- **Trecho do texto**:
• • • • • • •

ANPP: benefício ao infrator ou ao Estado?
27 de maio de 2025, 6h03
Certamente, muitos irão responder que o acordo de não persecução penal (ANPP) é um benefício ao investigado, afinal, é isso que comumente se diz, dada sua natureza negocial, geralmente ligada à ideia de benesse estatal.
No entanto, não é essa a resposta que se obtém ao serem analisadas as estatísticas de eficiência sancionatória do Poder Judiciário brasileiro, extraídas do robusto artigo publicado na última edição da Economic Analysis of Law Review [1] e que colocam o ANPP como a ferramenta de maior poder de sancionamento do sistema de persecução penal brasileiro, especialmente quando comparado com a imposição de penas por provimentos condenatórios.

• • • • • • •

- **Responda ao seguinte**:
a) Responda às perguntas abaixo com base no trecho sobre o ANPP.
(i) Em que data e horário o trecho foi publicado?
(ii) Em que publicação saiu o artigo de onde foram extraídas as estatísticas?
(iii) A que ideia a natureza negocial do ANPP costuma estar ligada?
b) Diga se cada afirmação abaixo está de acordo com o trecho sobre o ANPP e cite as palavras do trecho que decidem a resposta.
(i) Muitos devem considerar o ANPP um benefício ao investigado.
(ii) As estatísticas mencionadas são do Poder Legislativo brasileiro.
(iii) As estatísticas apontam o ANPP como a ferramenta de menor poder de sancionamento do sistema de persecução penal.
c) Resuma o trecho sobre o ANPP em duas frases.

(Trechos de conjunto de dados de apontamento)
• • • • • • •

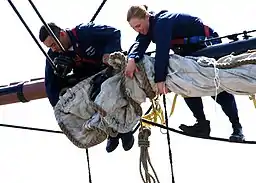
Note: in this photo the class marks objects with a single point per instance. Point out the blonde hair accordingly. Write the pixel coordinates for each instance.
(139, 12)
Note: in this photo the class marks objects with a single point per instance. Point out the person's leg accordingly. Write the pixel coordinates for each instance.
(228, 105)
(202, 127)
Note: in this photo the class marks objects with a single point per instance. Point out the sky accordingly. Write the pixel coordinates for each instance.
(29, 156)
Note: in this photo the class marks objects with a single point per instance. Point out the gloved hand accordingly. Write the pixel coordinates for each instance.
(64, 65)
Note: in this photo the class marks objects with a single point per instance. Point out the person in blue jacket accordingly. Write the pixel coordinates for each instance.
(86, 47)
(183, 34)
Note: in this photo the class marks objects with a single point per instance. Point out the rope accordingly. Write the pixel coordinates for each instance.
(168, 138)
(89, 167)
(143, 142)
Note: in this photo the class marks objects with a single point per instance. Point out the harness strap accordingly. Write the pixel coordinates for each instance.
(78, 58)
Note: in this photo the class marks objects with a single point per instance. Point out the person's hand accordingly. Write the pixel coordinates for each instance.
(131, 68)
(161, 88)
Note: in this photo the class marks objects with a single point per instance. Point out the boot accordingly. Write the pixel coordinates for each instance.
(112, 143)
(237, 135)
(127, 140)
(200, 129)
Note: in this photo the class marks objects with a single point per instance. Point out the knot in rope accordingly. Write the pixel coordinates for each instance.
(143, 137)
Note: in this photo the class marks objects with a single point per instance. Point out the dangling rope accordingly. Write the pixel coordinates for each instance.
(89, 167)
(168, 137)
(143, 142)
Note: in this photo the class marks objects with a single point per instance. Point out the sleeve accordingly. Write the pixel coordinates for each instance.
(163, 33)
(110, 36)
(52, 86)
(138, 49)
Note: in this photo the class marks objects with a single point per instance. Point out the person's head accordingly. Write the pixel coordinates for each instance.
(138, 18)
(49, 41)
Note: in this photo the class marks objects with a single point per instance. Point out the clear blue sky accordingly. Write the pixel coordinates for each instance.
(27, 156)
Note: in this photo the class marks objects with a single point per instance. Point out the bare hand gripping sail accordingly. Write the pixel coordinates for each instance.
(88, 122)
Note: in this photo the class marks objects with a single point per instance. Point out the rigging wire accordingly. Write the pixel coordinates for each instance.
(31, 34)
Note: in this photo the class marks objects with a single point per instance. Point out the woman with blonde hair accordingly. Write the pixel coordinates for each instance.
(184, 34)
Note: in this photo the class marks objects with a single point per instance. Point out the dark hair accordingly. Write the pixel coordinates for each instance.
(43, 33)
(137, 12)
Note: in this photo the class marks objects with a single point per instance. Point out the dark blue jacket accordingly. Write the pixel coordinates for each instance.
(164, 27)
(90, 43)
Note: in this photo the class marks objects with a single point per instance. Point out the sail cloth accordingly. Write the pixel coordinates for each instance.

• • • • • • •

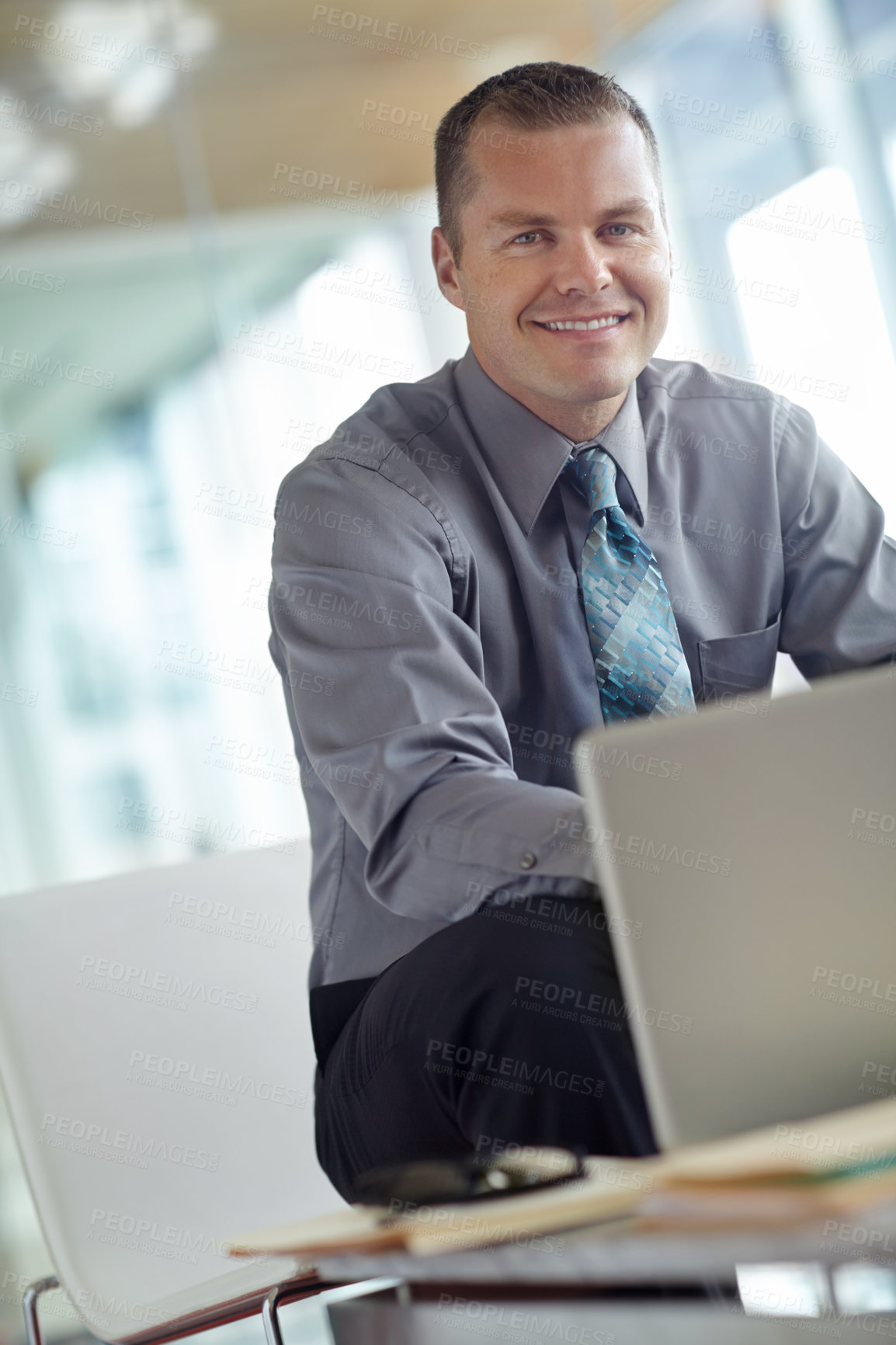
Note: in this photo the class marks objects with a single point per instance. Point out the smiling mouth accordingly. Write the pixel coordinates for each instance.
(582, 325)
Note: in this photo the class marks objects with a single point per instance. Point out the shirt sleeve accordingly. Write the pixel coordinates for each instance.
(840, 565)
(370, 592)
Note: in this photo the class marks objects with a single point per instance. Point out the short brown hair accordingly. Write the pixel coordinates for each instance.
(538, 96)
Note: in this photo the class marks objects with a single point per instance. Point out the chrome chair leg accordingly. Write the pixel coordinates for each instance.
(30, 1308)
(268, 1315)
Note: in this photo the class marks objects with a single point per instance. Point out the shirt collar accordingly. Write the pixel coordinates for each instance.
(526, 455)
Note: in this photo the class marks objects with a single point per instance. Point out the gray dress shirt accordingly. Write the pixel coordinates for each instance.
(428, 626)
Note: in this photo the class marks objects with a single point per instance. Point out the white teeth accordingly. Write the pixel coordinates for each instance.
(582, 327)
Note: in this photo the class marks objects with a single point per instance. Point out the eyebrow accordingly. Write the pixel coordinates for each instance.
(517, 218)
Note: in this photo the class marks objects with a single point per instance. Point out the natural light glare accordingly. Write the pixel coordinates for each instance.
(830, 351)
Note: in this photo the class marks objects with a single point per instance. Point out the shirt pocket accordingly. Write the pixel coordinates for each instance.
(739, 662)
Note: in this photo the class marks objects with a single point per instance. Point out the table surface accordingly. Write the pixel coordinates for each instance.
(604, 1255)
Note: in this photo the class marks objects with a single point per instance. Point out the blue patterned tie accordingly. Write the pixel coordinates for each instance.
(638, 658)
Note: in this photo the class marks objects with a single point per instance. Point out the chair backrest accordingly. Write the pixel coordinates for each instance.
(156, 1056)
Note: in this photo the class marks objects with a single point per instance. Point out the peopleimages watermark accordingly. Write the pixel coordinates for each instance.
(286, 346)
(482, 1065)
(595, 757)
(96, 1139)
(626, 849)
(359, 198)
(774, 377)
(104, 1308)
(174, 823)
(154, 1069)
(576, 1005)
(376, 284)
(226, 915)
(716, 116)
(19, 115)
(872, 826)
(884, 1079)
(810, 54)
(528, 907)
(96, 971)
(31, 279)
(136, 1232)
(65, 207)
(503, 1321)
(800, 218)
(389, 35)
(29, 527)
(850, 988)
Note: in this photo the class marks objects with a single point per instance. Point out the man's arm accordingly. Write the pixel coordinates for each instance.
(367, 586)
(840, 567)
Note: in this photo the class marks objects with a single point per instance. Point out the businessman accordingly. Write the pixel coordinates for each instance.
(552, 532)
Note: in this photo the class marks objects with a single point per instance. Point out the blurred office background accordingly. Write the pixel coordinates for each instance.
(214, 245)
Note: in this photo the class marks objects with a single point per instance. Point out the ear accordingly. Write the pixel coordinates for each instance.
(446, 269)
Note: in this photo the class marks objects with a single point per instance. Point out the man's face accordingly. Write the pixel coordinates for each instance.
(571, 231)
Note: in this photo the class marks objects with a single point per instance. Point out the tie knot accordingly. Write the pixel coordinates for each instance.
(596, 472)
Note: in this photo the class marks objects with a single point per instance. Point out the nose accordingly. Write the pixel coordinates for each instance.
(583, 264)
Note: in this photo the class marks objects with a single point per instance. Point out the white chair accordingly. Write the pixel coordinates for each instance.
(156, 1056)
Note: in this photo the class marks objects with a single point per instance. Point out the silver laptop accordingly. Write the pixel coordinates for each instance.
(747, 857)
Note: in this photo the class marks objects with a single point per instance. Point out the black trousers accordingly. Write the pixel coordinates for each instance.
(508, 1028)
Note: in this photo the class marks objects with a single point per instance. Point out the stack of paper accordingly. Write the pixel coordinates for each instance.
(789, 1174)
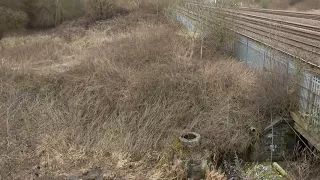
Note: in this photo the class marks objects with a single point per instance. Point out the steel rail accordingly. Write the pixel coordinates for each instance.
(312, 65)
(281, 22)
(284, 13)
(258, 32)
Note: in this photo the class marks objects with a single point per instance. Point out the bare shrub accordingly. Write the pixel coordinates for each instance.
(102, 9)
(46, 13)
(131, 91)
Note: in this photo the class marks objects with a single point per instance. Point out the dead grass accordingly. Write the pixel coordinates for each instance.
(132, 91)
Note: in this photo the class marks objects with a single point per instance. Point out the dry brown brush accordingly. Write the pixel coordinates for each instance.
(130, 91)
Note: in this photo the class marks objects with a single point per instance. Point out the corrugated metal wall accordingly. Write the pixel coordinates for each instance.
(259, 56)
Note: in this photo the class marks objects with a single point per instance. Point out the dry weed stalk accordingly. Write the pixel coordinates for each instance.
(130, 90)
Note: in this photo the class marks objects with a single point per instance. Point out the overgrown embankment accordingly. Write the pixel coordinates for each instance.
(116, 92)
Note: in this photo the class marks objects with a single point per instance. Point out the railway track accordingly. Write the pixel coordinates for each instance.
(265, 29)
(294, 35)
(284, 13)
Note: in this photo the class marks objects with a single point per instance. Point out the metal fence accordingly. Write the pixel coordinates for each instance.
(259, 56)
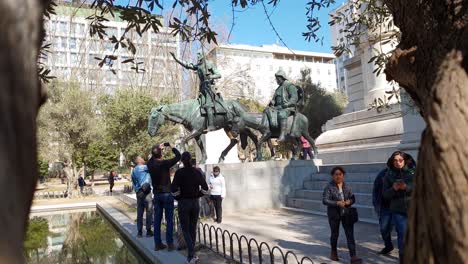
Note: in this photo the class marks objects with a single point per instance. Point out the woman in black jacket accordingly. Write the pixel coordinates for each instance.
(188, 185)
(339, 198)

• • • • • • •

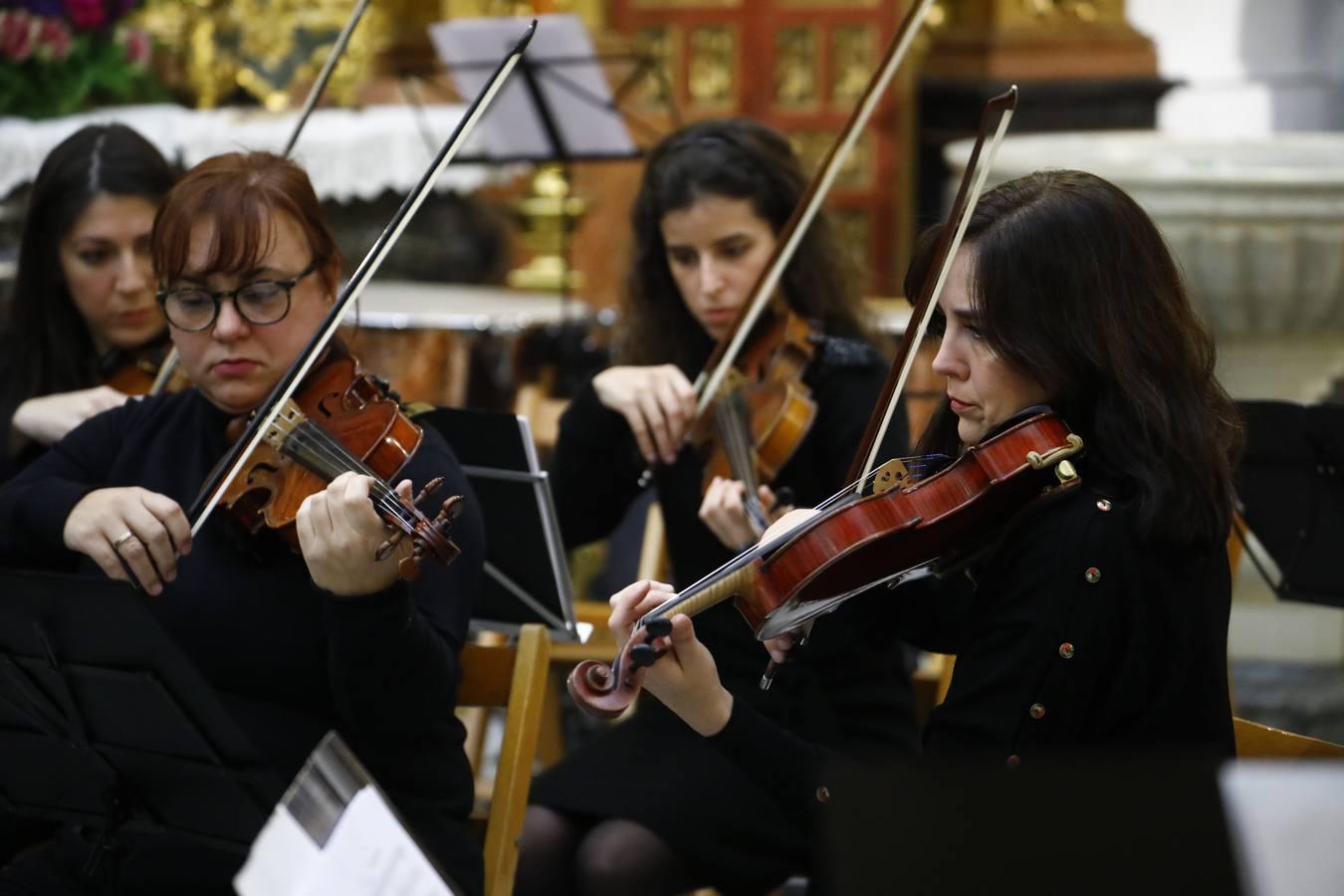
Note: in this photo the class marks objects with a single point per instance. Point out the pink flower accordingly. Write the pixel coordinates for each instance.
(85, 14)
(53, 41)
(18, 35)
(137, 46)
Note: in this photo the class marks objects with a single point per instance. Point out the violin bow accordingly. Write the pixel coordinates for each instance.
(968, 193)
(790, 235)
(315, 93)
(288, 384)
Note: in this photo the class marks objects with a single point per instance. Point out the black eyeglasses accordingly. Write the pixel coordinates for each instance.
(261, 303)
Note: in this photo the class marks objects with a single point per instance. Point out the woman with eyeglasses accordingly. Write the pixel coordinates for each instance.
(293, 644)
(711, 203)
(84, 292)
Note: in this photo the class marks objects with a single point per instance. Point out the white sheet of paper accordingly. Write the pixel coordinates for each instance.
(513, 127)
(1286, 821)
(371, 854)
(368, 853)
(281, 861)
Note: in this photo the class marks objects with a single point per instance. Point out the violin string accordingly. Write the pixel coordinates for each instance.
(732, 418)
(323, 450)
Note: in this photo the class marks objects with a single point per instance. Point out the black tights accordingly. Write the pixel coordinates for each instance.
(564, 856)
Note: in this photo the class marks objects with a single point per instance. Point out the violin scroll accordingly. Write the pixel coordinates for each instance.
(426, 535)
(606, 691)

• • • • • • •

- **Respostas por tarefa**:
a)
(i) 27 de maio de 2025, às 6h03.
(ii) Na última edição da Economic Analysis of Law Review.
(iii) À ideia de benesse estatal.

b)
(i) Sim: "Certamente, muitos irão responder que o acordo de não persecução penal (ANPP) é um benefício ao investigado".
(ii) Não: "estatísticas de eficiência sancionatória do Poder Judiciário brasileiro".
(iii) Não: "colocam o ANPP como a ferramenta de maior poder de sancionamento do sistema de persecução penal brasileiro".

c) Costuma-se ver o acordo de não persecução penal como um benefício ao investigado, por sua natureza negocial. Porém, estatísticas do Poder Judiciário brasileiro, extraídas de um artigo da Economic Analysis of Law Review, colocam o ANPP como a ferramenta de maior poder de sancionamento do sistema de persecução penal, sobretudo em comparação com as penas impostas por condenações.